> **EXCERPTED TEXT**
[start]

Today’s politicians are too political
On Wednesday 22nd May 2019, Rabbi Sacks was interviewed by Emily Maitlis for BBC Newsnight where he discussed the state of British politics.
Rabbi Sacks: You don’t need to compromise to bring unity, but you do need to recognise the integrity of your opponents and include them in your embrace. The classic example of this was Abraham Lincoln. At the heart of the Civil War, he institutes a national celebration of Thanksgiving to remind everyone that we are part of the same country, part of the same team. And in 1865, he delivers his second inaugural, “With malice toward none, with charity for all,” and speaks about the task of binding up the nation’s wounds. What we’re going to need, at the end of all this, is someone who will bind up the nation’s wounds, and that doesn’t mean compromising your positions, but it does mean caring for and about the people you oppose.
Emily Maitlis: Do you think we’ve lost that sense of being part of the same team?

[end]

> **EXCERPTED RECORDS**
[start]

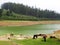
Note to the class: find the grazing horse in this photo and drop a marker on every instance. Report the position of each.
(43, 35)
(36, 35)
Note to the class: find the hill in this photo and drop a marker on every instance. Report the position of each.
(7, 15)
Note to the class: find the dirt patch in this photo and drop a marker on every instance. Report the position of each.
(25, 23)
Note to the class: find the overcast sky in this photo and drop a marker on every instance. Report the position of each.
(42, 4)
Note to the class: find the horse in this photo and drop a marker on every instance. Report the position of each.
(36, 35)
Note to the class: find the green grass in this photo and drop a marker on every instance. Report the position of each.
(29, 30)
(5, 43)
(31, 42)
(39, 42)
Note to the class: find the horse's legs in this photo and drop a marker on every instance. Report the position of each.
(35, 36)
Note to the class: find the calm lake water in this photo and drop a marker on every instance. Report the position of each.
(30, 30)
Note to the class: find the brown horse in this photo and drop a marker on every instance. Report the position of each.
(36, 35)
(43, 35)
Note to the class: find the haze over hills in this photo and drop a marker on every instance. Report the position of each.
(22, 12)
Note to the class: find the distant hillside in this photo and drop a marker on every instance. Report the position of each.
(14, 16)
(15, 11)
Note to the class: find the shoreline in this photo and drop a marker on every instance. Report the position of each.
(26, 23)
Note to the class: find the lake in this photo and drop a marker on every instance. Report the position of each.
(30, 30)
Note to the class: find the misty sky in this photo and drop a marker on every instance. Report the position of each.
(42, 4)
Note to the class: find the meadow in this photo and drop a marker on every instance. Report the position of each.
(31, 42)
(30, 30)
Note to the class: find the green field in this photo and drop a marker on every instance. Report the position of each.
(29, 30)
(31, 42)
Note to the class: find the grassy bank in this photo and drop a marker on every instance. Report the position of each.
(31, 42)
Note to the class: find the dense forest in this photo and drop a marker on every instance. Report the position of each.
(13, 11)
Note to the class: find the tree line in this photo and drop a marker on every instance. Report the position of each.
(29, 11)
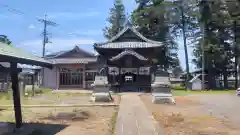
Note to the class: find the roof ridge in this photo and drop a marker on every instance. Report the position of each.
(137, 33)
(126, 52)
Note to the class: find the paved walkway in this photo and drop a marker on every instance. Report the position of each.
(134, 118)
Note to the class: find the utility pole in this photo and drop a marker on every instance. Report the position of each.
(45, 38)
(45, 33)
(184, 41)
(203, 2)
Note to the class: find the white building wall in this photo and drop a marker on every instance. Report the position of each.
(50, 78)
(196, 84)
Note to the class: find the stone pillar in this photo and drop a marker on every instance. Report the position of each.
(83, 75)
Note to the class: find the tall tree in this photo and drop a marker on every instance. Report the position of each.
(150, 19)
(4, 39)
(116, 19)
(215, 41)
(182, 18)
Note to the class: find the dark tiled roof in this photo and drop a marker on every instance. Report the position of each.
(128, 52)
(112, 44)
(11, 52)
(73, 60)
(55, 54)
(128, 45)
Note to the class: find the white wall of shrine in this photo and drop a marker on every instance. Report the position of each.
(50, 78)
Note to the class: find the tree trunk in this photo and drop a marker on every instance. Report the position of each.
(225, 77)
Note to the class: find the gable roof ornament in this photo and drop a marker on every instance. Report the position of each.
(128, 52)
(129, 27)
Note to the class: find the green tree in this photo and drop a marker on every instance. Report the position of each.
(182, 18)
(150, 19)
(215, 41)
(4, 39)
(116, 20)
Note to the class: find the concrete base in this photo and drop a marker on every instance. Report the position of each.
(101, 97)
(162, 98)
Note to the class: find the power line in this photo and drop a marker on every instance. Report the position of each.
(45, 33)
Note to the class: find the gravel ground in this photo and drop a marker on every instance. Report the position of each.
(201, 114)
(224, 106)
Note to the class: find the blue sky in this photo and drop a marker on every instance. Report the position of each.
(79, 22)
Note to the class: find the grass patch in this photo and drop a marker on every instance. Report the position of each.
(26, 99)
(65, 95)
(188, 92)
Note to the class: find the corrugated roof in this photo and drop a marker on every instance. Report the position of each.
(128, 52)
(73, 60)
(23, 66)
(76, 48)
(8, 52)
(128, 45)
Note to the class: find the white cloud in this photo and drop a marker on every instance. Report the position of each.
(10, 16)
(31, 26)
(72, 15)
(86, 33)
(58, 44)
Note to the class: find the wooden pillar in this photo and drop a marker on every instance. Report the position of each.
(83, 75)
(16, 95)
(33, 81)
(58, 77)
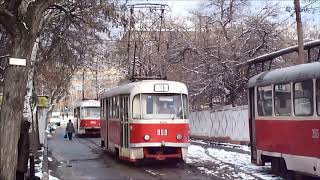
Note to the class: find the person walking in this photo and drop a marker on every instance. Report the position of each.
(70, 129)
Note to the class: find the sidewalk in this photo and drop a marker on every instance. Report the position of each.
(75, 159)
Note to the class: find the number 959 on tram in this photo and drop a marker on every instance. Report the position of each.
(146, 120)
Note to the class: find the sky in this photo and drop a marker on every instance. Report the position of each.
(310, 8)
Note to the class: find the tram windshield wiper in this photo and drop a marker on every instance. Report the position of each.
(174, 115)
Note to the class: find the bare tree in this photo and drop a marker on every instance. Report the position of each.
(23, 22)
(222, 38)
(299, 31)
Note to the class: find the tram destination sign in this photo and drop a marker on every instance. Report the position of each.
(161, 87)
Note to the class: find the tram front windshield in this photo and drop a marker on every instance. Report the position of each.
(90, 112)
(160, 106)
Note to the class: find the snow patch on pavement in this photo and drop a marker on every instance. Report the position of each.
(238, 165)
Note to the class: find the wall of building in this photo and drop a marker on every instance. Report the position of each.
(225, 124)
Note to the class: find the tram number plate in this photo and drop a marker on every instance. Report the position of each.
(315, 134)
(162, 132)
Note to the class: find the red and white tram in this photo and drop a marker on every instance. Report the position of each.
(87, 117)
(146, 120)
(284, 119)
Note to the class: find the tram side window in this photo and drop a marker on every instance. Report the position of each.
(101, 108)
(282, 100)
(185, 106)
(136, 107)
(110, 107)
(264, 101)
(318, 96)
(303, 98)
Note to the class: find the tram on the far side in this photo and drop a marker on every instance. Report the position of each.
(87, 117)
(284, 119)
(146, 120)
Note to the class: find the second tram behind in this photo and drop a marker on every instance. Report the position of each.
(87, 117)
(285, 119)
(146, 120)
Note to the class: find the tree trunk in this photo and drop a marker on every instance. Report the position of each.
(15, 81)
(299, 31)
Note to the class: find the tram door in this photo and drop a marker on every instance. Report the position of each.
(252, 125)
(124, 108)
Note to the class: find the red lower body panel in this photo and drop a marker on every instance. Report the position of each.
(294, 137)
(159, 133)
(89, 123)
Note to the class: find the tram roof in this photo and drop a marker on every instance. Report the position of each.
(88, 103)
(146, 86)
(288, 74)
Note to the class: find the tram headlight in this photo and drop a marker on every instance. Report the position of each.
(146, 137)
(179, 136)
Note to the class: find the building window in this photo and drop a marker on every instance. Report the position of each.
(282, 100)
(303, 98)
(264, 101)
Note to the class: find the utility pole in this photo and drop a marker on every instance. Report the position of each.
(299, 31)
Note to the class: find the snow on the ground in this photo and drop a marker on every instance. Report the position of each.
(235, 146)
(38, 170)
(237, 165)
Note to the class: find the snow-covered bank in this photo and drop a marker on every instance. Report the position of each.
(227, 164)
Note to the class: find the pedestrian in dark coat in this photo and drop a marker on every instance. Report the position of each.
(23, 150)
(70, 129)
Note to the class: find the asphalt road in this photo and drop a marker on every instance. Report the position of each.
(83, 159)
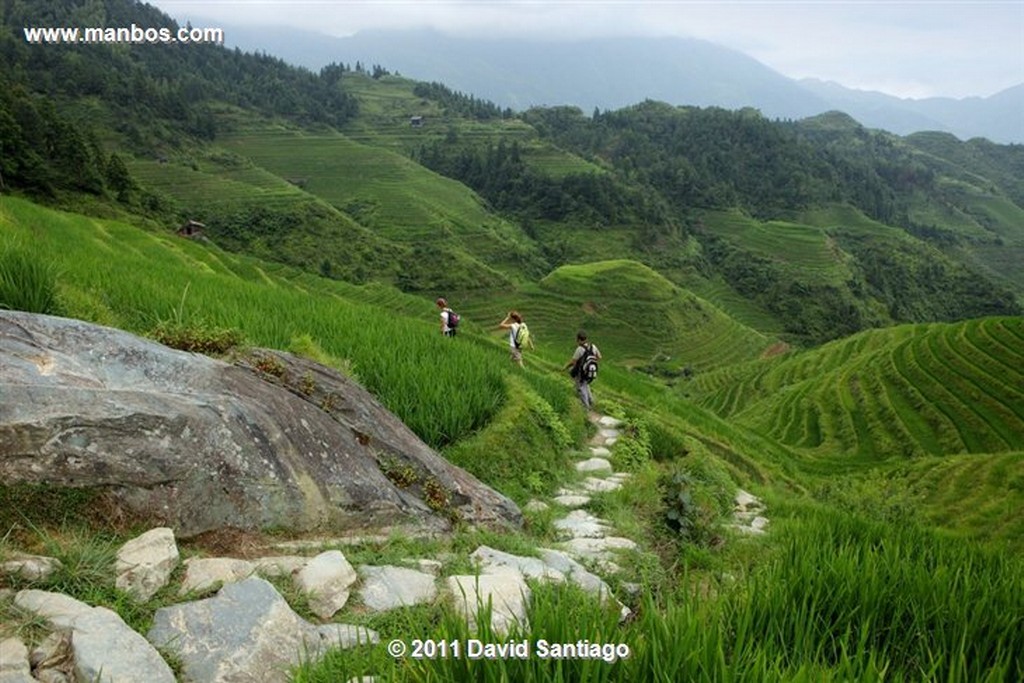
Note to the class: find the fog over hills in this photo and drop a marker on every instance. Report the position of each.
(611, 73)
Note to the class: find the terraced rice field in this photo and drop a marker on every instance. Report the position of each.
(213, 187)
(634, 315)
(982, 496)
(385, 191)
(913, 390)
(806, 250)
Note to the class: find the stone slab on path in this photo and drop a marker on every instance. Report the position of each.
(326, 581)
(601, 550)
(144, 563)
(593, 465)
(572, 500)
(582, 524)
(596, 485)
(246, 633)
(202, 573)
(388, 587)
(507, 593)
(14, 662)
(493, 561)
(31, 567)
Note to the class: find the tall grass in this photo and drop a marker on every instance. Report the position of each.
(28, 281)
(442, 388)
(843, 600)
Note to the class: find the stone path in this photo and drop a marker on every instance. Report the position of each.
(247, 631)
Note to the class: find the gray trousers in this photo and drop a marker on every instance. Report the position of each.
(583, 390)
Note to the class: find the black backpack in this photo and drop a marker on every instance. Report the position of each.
(587, 365)
(453, 318)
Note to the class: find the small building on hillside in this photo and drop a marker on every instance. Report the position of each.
(192, 229)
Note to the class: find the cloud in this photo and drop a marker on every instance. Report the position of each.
(905, 48)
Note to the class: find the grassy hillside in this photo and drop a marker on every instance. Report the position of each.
(907, 391)
(636, 316)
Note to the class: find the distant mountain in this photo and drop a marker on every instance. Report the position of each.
(611, 73)
(998, 118)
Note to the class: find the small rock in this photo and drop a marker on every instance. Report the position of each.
(386, 588)
(144, 563)
(598, 549)
(582, 524)
(247, 632)
(572, 501)
(326, 580)
(580, 575)
(631, 590)
(432, 567)
(594, 465)
(493, 561)
(202, 573)
(14, 662)
(105, 649)
(56, 608)
(744, 500)
(506, 591)
(595, 485)
(53, 658)
(280, 565)
(31, 567)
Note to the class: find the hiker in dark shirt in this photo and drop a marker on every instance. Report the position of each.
(586, 352)
(449, 317)
(518, 335)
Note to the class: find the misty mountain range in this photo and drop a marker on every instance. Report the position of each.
(611, 73)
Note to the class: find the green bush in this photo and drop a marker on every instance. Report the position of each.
(27, 283)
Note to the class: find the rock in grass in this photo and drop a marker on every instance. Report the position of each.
(495, 561)
(105, 649)
(582, 524)
(144, 563)
(246, 633)
(14, 662)
(387, 588)
(507, 593)
(205, 572)
(594, 465)
(31, 567)
(187, 441)
(280, 565)
(326, 581)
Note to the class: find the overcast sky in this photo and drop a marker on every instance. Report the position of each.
(908, 49)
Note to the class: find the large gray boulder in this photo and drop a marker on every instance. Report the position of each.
(186, 441)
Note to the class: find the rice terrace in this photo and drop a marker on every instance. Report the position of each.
(240, 440)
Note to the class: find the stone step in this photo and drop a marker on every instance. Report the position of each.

[end]

> **WHAT YOU WILL DO**
- 1) Set down the part of the Rabbi Sacks interview starting with "Rabbi Sacks: You" and going on through "people you oppose.".
- 2) In the Rabbi Sacks interview, what did Abraham Lincoln institute at the heart of the Civil War?
- 3) Extend the Newsnight interview with Rabbi Sacks from where it stops.
The records aren't needed for any of this.

> **RESPONSE LIST**
- 1)
Rabbi Sacks: You don’t need to compromise to bring unity, but you do need to recognise the integrity of your opponents and include them in your embrace. The classic example of this was Abraham Lincoln. At the heart of the Civil War, he institutes a national celebration of Thanksgiving to remind everyone that we are part of the same country, part of the same team. And in 1865, he delivers his second inaugural, “With malice toward none, with charity for all,” and speaks about the task of binding up the nation’s wounds. What we’re going to need, at the end of all this, is someone who will bind up the nation’s wounds, and that doesn’t mean compromising your positions, but it does mean caring for and about the people you oppose.

- 2) A national celebration of Thanksgiving.

- 3)
Rabbi Sacks: Of course, we’ve become a nation of individualists. We’ve forgotten that the team is bigger than the players, and the game is bigger than the team. Instead, we have a culture of prima donnas and very loud and angry, extreme voices because they are the things that get picked up in our culture. Now, an individualistic culture eventually results in chaos.
Emily Maitlis: We were brought up to think you have to stand by what you believe, hold out, be the martyr. I wonder if you think there’s actually a moral imperative to compromise now?
Rabbi Sacks: There is a moral imperative to be flexible with people who will meet you halfway, that’s how we got the Northern Ireland peace solution, that is how any peace solution works. There has to be a willingness on both sides, but that has to be preceded by the cultivation of respect on both sides. Now, that used to be part of British culture. It used to have a name, it was called “dining with the opposition”. I think we’ve lost that and today anger and noise prevail.
Emily Maitlis: So the British character that we think of as being pragmatic and rule led and moderate, did we get that wrong or has it fundamentally changed?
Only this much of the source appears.